## Exercise inputs:

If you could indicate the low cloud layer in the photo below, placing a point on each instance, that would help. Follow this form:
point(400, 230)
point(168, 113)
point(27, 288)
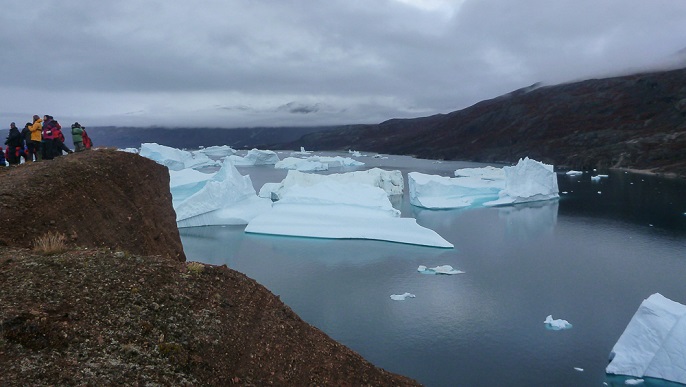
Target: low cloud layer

* * *

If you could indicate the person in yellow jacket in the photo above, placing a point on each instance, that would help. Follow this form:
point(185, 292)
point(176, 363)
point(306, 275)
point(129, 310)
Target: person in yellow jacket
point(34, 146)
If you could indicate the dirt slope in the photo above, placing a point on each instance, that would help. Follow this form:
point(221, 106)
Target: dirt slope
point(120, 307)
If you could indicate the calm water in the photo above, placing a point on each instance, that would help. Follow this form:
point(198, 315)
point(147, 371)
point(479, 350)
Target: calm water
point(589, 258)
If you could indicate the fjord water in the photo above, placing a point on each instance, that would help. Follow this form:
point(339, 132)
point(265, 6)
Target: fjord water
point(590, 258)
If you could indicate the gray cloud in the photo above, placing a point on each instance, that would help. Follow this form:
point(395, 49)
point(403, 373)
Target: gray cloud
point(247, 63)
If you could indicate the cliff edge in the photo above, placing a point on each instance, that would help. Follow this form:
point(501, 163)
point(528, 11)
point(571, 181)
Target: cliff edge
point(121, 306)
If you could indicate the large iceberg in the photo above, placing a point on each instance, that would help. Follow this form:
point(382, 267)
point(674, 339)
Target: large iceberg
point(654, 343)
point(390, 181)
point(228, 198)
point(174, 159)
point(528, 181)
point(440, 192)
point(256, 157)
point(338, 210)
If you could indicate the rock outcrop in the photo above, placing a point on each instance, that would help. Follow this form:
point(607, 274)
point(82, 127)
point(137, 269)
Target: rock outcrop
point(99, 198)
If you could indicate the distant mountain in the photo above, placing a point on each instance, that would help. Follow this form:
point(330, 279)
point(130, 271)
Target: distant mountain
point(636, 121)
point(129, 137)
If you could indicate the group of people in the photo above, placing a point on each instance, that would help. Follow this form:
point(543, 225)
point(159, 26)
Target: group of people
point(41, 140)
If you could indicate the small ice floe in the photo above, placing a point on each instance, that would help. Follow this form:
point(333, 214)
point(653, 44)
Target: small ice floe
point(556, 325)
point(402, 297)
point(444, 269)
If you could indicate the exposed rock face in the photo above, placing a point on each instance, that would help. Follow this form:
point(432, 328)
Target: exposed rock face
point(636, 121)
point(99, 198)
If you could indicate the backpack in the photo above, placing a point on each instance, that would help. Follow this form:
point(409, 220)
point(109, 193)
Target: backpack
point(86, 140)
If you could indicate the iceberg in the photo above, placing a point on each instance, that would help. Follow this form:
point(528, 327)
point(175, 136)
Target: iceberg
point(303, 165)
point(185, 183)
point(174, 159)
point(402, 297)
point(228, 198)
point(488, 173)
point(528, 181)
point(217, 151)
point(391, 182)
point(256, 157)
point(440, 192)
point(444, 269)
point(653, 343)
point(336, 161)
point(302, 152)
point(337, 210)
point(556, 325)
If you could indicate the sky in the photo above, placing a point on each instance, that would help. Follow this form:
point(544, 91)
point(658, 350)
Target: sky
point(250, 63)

## Task item:
From the entries above, show each line that includes the string "layer".

## Answer to this task:
If you could indicate the low cloud layer in the photo below, placing a point on each instance, that would help. Follow this form:
Target: low cloud layer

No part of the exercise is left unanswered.